Supplied records
::::::

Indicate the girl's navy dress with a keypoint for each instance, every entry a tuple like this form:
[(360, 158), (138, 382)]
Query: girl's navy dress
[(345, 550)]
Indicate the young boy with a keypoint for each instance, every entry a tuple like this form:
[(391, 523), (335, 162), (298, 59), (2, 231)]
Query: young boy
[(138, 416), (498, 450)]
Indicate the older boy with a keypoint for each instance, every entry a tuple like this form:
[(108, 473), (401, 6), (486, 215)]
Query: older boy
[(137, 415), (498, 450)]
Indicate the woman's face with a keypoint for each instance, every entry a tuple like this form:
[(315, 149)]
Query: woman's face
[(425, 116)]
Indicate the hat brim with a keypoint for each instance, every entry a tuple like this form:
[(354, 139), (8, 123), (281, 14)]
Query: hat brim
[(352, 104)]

::::::

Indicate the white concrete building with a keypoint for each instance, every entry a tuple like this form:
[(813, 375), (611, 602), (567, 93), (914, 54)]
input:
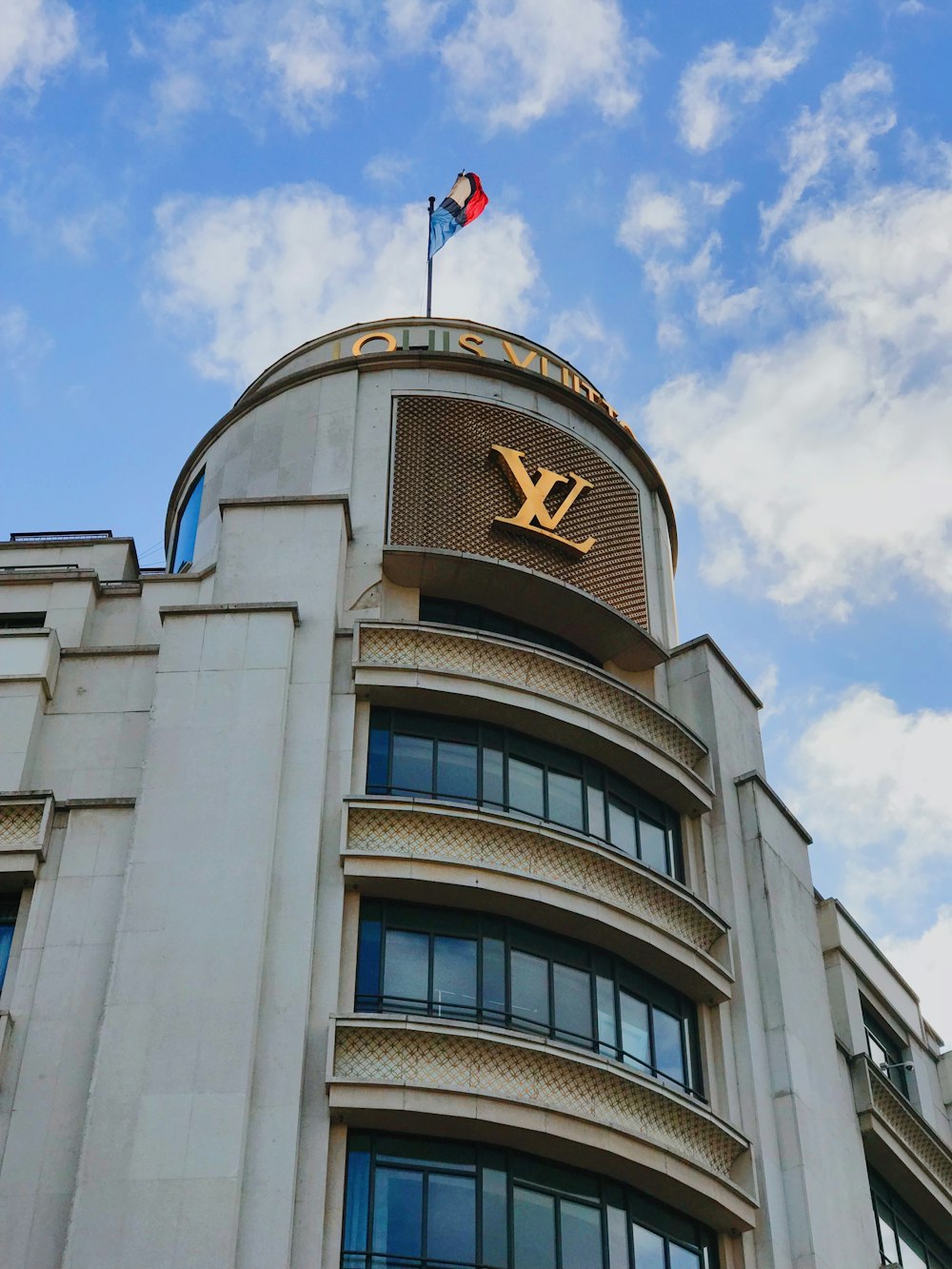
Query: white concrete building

::::::

What the task asks
Collect every line in the items above that contains the word "young".

Written solution
Indicate the young boy with a keypoint for each instance, every entry a tuple like this form:
Query: young boy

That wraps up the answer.